Written task » Copy the listing below line for line, without changing anything.

/---

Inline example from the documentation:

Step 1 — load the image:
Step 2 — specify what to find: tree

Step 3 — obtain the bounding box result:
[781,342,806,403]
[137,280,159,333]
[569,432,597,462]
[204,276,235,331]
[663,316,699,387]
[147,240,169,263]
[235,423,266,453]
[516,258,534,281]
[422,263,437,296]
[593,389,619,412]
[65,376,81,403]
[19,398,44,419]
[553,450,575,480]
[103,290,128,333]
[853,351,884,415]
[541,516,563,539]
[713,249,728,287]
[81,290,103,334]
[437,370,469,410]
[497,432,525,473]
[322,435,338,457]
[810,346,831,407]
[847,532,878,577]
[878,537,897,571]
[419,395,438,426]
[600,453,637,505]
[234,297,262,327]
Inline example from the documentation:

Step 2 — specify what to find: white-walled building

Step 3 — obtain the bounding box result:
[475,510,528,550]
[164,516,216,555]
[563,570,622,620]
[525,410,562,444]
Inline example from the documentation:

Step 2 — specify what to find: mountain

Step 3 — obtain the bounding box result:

\---

Exercise output »
Inline example from the documentation:

Step 1 — load the image:
Step 2 — specify what to find: tree

Step 3 — obtain the bounding box result:
[781,342,806,403]
[137,280,159,333]
[569,432,597,462]
[204,276,235,331]
[663,316,699,387]
[147,240,169,263]
[235,423,266,453]
[516,258,534,281]
[422,263,437,296]
[593,389,619,412]
[65,376,81,403]
[19,398,44,419]
[553,450,575,480]
[103,290,128,333]
[853,351,884,415]
[541,516,563,539]
[713,249,728,287]
[81,290,103,334]
[437,370,469,410]
[497,432,525,473]
[322,435,338,457]
[810,346,831,407]
[847,532,878,577]
[878,537,897,571]
[419,395,438,426]
[600,453,637,505]
[234,297,262,327]
Inline example from the documentation:

Step 2 — specify what to find: white-walled building

Step 3 — obtain the bounding box result:
[475,510,528,550]
[164,516,216,555]
[563,570,622,620]
[525,410,562,444]
Inline example from the documentation:

Step 2 — specify what to find: mountain

Step 3 — obtain the bounding box result:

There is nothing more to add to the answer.